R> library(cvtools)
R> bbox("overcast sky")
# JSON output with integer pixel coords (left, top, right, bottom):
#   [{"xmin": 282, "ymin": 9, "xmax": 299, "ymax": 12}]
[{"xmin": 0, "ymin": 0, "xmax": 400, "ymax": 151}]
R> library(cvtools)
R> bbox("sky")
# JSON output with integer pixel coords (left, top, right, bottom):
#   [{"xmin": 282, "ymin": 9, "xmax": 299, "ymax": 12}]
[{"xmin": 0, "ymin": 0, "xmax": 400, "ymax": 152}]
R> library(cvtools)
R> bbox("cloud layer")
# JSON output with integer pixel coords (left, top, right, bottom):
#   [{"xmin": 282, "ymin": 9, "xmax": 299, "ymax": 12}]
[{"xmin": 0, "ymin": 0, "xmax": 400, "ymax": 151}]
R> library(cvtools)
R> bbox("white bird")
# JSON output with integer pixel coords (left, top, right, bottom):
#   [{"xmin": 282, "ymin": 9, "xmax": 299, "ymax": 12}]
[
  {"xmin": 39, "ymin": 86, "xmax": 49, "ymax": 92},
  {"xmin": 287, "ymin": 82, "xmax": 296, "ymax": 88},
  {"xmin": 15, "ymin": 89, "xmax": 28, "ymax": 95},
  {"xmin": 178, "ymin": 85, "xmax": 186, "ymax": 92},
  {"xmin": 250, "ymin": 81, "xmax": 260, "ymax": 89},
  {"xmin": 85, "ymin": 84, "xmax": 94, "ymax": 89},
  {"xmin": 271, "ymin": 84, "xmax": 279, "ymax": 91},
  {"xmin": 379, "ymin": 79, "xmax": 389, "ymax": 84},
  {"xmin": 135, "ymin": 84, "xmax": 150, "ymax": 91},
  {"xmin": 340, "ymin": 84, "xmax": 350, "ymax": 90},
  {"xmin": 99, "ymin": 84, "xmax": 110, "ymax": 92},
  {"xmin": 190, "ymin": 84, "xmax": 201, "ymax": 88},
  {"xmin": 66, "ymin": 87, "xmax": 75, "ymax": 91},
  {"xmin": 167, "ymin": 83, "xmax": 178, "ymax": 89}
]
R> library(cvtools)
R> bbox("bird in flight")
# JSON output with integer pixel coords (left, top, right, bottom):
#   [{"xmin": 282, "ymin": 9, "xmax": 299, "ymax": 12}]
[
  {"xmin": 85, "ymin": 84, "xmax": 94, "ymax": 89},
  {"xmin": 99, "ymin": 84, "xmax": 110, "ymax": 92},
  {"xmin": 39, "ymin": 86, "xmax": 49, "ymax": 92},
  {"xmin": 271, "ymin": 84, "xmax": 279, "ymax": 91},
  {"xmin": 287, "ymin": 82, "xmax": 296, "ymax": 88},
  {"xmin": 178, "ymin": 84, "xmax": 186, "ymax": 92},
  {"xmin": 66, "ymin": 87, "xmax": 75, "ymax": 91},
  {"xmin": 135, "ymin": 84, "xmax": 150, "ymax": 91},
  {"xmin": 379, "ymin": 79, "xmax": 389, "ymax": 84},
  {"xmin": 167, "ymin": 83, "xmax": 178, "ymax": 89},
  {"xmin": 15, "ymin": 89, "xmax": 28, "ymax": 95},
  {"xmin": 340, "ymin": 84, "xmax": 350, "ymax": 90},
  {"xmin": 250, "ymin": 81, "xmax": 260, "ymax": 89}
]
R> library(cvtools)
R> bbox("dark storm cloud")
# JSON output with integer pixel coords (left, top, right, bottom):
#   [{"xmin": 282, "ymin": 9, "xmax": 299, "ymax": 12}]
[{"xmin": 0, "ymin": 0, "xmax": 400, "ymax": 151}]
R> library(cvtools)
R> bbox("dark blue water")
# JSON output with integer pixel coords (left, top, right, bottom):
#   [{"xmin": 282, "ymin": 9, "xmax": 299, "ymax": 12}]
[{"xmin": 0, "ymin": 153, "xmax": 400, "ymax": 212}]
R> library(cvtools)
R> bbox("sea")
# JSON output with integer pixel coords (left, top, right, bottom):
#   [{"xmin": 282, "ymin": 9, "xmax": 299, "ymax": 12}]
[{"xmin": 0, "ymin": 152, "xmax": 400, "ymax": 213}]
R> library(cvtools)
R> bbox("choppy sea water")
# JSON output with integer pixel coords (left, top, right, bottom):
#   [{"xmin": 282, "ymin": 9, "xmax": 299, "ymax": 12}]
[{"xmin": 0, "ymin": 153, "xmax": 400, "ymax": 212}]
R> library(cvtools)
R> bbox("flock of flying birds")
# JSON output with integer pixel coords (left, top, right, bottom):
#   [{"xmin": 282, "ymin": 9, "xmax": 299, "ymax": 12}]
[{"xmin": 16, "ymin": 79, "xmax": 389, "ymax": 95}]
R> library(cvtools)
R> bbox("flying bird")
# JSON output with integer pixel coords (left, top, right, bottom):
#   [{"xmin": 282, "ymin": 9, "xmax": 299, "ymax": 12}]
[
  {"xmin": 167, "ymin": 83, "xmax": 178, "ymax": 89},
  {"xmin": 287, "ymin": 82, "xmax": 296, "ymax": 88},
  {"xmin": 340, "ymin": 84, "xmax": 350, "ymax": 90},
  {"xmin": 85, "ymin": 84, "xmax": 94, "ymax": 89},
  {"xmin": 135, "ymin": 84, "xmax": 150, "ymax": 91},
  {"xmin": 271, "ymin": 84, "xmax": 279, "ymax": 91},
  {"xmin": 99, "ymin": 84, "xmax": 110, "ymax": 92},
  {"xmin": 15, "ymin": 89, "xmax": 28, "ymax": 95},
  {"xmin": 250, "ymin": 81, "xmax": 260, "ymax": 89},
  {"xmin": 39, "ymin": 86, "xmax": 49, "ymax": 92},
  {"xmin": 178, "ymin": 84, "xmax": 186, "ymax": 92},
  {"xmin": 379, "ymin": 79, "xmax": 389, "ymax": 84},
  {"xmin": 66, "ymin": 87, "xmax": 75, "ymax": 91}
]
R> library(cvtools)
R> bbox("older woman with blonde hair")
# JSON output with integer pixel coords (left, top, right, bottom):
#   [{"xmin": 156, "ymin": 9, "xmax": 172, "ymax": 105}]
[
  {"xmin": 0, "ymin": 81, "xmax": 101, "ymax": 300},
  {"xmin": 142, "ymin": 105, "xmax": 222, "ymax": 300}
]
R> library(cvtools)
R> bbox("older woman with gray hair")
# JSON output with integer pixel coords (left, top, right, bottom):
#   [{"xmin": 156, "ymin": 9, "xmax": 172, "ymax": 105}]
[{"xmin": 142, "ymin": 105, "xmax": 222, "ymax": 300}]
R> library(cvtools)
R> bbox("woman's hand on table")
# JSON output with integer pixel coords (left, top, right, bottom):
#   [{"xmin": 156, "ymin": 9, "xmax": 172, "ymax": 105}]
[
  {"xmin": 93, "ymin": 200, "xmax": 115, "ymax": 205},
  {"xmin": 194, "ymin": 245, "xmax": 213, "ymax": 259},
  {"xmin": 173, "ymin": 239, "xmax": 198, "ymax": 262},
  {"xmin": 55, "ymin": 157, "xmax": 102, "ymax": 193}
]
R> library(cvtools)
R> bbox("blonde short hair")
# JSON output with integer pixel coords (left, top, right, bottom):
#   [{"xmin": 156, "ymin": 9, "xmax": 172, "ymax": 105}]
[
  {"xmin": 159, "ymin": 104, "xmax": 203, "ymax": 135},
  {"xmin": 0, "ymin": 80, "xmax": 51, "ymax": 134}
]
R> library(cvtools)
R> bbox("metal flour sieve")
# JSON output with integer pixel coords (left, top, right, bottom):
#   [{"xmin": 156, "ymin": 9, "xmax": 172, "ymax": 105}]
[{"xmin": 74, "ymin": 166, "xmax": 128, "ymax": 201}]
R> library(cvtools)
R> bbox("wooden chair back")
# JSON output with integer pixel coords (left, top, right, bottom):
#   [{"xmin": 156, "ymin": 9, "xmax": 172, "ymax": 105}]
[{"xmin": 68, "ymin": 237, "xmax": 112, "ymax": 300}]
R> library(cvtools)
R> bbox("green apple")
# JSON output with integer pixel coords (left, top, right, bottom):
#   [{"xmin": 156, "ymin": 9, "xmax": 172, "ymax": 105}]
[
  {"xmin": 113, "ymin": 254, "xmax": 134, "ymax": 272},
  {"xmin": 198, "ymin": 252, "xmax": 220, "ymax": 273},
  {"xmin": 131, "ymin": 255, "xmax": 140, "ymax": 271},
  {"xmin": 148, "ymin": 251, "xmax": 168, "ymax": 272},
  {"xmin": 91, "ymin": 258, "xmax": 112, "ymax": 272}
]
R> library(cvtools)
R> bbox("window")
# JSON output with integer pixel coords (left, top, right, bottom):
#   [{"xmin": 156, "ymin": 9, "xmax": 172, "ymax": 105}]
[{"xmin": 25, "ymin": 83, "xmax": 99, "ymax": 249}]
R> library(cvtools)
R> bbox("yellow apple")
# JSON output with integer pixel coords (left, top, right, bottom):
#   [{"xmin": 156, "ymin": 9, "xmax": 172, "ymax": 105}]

» Yönerge
Kayıtlarda "blonde" dizesini içeren satırların sayısını, büyük-küçük harf ayrımını gözeterek belirtin ve yalnızca sayıyı yazın.

» Görev yanıtı
2